-- EXERCISE PROMPT --
As a numbered list, give the lines of the data below that fall between the line holding "the tree trunk" and the line holding "birch tree and report the position of each.", inclusive, leaving out any blank lines.
>> Begin DATASET RECORDS
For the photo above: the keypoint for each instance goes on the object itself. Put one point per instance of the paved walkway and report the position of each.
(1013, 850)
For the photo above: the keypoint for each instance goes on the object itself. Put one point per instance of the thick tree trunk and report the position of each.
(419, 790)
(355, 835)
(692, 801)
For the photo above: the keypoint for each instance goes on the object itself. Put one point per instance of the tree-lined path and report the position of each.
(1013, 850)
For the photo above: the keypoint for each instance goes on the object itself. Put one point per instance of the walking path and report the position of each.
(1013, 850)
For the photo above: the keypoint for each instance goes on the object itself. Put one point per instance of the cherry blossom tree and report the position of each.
>> End DATASET RECORDS
>> Begin DATASET RECORDS
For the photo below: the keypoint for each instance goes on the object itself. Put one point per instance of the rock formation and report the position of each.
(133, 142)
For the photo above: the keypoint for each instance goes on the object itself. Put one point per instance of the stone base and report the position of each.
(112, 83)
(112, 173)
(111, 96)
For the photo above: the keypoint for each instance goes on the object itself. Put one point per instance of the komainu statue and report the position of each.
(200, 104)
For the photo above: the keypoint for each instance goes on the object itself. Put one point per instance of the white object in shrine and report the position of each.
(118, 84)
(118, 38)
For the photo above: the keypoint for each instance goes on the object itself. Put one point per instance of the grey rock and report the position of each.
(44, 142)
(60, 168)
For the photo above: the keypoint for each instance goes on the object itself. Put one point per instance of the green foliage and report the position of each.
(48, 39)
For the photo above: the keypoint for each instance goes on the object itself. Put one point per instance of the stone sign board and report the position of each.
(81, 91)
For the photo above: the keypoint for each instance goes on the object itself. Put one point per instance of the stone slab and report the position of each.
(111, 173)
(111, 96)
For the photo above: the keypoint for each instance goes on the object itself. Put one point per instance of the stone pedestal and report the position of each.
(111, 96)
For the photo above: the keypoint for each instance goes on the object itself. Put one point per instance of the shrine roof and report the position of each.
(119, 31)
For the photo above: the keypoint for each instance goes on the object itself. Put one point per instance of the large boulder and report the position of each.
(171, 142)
>> End DATASET RECORDS
>> Begin DATASET RECORDS
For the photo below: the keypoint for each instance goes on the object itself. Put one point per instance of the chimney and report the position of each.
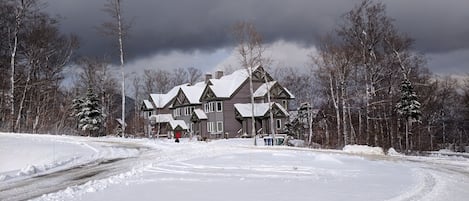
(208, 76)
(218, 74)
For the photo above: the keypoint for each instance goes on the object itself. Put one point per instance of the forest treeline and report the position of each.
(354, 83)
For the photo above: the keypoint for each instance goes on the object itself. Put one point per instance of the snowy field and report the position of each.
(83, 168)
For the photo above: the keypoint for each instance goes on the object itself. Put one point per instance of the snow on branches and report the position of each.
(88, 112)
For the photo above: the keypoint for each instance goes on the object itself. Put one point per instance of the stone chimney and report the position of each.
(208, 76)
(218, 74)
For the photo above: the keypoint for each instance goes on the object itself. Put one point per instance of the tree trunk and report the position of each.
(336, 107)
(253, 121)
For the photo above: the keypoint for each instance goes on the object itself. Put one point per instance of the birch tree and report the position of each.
>> End DATASET RECORDS
-- FINAL ANSWER --
1. For the photo above: the keypoint for each instance goes on the object itself. Put one point per instance of the tree trunk and report the position of each.
2. (336, 107)
3. (253, 121)
4. For the photo above: the keypoint for each instance goes on the object itself. Put one point per instance of the birch tree and report the position of each.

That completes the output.